Exercise objective: Gather every line in the material below that contains the word "ceramic", and copy each of those lines in full.

— Start —

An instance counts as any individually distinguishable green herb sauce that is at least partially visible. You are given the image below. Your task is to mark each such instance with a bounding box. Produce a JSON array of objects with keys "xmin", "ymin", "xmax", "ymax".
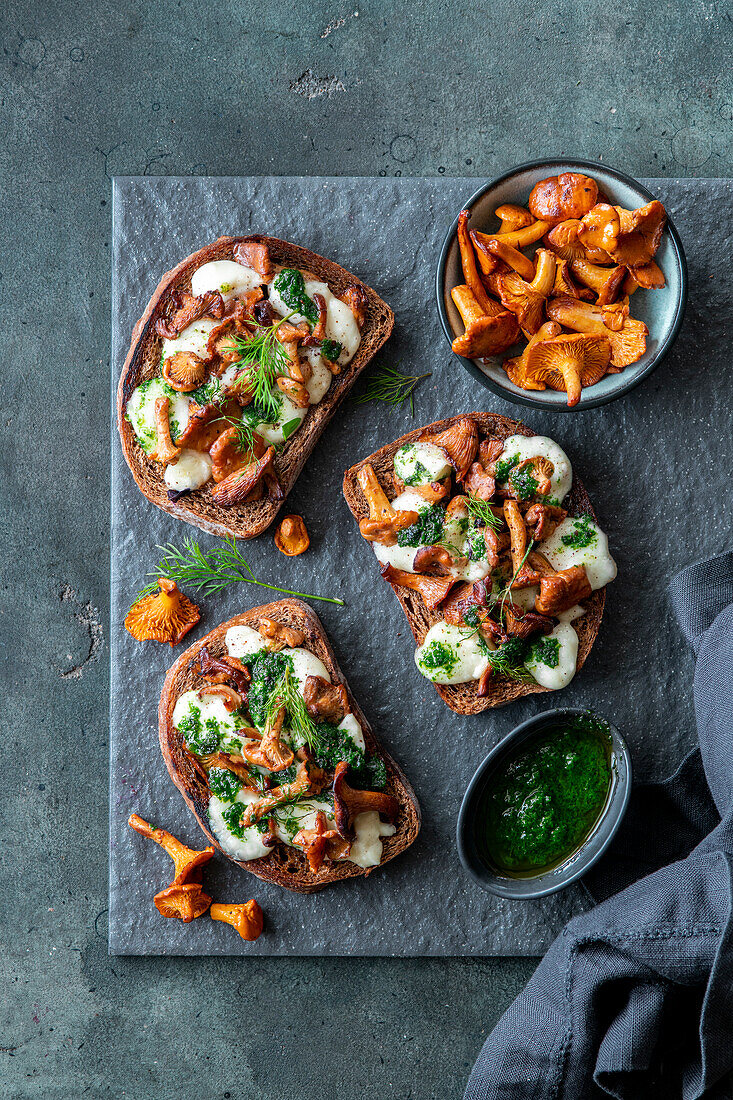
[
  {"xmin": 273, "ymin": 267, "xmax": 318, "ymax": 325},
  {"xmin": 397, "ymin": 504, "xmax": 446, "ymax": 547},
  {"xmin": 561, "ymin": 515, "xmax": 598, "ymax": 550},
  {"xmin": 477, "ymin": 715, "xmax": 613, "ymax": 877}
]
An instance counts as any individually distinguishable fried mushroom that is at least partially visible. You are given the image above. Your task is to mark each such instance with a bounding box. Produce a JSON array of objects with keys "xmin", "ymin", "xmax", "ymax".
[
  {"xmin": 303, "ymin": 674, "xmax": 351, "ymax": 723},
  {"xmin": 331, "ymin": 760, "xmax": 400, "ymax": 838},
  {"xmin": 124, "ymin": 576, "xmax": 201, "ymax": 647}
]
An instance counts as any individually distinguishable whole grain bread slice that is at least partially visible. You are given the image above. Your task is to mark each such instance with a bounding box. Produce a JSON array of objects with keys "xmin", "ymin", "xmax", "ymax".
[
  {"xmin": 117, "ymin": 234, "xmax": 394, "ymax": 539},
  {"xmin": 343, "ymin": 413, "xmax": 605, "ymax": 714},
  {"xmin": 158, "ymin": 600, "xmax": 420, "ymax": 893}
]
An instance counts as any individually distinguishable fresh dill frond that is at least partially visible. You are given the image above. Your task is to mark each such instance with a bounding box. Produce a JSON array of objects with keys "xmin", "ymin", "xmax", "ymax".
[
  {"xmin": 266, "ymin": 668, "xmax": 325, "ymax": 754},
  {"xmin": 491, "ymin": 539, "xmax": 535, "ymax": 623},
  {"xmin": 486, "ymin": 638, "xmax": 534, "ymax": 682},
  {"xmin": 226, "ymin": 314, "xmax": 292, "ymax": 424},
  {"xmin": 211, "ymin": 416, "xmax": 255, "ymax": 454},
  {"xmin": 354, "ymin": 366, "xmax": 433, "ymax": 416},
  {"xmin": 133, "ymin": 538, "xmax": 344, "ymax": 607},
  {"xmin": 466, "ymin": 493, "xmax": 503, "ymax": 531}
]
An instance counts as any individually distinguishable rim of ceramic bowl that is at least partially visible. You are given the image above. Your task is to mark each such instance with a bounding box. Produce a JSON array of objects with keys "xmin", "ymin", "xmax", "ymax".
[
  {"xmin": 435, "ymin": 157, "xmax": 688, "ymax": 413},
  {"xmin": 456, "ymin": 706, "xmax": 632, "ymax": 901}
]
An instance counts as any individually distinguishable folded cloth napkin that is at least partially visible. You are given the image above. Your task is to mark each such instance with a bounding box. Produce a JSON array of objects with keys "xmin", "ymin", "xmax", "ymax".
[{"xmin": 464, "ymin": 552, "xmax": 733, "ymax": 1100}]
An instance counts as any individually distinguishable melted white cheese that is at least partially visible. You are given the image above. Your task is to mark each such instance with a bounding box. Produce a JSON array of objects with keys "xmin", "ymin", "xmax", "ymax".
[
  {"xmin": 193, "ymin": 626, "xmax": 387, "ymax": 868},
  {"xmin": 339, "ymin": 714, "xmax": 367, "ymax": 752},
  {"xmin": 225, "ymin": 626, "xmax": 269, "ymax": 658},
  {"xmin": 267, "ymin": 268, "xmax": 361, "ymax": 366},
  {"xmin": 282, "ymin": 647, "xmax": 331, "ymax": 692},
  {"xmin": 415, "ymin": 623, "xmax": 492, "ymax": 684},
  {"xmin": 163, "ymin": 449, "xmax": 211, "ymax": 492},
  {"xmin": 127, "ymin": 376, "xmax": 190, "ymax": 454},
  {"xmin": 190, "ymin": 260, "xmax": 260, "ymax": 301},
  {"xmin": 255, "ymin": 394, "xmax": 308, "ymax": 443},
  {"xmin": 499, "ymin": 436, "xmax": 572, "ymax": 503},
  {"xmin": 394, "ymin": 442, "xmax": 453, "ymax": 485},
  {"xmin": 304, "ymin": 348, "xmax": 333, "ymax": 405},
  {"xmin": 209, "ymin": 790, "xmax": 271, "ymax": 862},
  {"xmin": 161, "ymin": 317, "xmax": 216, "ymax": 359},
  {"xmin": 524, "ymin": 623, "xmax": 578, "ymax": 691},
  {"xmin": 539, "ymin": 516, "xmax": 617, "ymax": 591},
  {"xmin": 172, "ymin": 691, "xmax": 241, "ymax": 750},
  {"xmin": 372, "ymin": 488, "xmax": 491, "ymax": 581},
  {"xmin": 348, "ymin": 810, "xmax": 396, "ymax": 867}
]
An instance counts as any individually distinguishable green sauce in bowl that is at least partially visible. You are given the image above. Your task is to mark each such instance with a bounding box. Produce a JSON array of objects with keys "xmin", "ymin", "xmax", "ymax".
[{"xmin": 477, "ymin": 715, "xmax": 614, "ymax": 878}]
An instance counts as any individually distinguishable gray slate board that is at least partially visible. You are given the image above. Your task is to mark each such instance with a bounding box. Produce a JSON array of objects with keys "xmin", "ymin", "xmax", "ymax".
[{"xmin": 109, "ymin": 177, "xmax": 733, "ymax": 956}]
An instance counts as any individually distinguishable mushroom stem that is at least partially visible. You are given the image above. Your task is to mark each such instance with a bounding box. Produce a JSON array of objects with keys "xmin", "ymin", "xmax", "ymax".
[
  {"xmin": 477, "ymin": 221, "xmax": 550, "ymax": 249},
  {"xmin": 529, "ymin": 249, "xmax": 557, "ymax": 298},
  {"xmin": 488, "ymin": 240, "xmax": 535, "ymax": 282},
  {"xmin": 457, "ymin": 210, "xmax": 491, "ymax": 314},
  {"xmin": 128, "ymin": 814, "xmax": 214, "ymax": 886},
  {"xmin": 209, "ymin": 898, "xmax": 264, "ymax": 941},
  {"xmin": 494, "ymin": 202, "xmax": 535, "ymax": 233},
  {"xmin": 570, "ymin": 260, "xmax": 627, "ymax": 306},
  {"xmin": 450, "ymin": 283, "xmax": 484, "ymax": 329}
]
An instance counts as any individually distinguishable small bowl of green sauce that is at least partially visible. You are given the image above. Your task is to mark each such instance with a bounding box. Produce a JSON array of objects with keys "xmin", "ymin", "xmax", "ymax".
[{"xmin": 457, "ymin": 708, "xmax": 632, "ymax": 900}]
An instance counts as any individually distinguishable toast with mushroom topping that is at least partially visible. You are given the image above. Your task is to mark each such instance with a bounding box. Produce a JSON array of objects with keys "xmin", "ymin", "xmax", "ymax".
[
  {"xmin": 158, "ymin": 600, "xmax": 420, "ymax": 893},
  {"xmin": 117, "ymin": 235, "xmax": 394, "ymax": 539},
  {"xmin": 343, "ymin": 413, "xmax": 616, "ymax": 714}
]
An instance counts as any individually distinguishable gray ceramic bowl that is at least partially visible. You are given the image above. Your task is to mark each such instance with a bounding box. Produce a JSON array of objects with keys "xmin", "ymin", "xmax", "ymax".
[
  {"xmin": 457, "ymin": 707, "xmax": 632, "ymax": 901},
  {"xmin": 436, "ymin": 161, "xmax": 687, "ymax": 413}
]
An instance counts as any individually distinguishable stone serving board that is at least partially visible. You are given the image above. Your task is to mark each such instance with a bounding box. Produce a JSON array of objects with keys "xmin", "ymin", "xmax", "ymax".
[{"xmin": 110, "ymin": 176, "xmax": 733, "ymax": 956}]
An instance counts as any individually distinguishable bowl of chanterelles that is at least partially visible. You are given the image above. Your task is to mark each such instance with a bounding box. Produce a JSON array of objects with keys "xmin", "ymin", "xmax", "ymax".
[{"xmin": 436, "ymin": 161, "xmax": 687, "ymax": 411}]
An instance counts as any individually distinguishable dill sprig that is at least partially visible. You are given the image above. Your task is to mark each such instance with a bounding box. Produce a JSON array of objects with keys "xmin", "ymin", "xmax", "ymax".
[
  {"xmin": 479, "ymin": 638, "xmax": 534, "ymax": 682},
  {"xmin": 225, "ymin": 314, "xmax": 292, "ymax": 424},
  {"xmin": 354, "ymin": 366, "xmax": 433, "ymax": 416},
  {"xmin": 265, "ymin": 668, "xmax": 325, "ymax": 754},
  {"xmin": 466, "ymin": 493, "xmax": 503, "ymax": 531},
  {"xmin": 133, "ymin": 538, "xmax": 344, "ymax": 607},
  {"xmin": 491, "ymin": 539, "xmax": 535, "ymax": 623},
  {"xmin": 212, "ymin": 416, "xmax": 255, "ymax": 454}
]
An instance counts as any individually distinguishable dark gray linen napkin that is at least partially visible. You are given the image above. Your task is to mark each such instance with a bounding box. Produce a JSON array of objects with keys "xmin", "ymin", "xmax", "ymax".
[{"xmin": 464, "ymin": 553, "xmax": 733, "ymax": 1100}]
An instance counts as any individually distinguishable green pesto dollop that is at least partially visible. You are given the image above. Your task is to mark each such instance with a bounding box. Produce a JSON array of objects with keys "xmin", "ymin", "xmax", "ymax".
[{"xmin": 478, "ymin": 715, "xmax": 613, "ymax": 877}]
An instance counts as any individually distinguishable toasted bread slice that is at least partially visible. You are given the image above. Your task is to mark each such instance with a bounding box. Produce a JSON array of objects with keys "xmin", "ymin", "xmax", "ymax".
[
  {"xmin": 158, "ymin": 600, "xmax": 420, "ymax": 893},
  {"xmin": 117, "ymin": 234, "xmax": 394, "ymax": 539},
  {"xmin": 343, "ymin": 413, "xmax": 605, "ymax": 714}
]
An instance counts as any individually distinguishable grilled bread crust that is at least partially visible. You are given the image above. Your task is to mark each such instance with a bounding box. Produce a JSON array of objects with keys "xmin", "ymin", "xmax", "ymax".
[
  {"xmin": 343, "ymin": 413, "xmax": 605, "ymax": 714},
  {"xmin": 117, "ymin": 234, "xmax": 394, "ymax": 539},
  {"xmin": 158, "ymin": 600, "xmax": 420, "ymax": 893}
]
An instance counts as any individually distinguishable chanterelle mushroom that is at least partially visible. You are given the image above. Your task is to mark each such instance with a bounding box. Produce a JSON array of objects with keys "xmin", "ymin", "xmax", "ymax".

— End —

Full answer:
An instance counts as any individually distinguishable rim of ceramic bowl that is at least partially visible. You are given the image above. Your task is to mark each such instance with a bounding box. Produce a JSON array of objects with keys "xmin", "ymin", "xmax", "ymax".
An instance counts as any individually distinguishable gray ceramic bowl that is at least partially visible. You are given the image above. Your task is to mark each such instance with a bounding box. Produce a JSON array of objects with keys "xmin", "ymin", "xmax", "ymax".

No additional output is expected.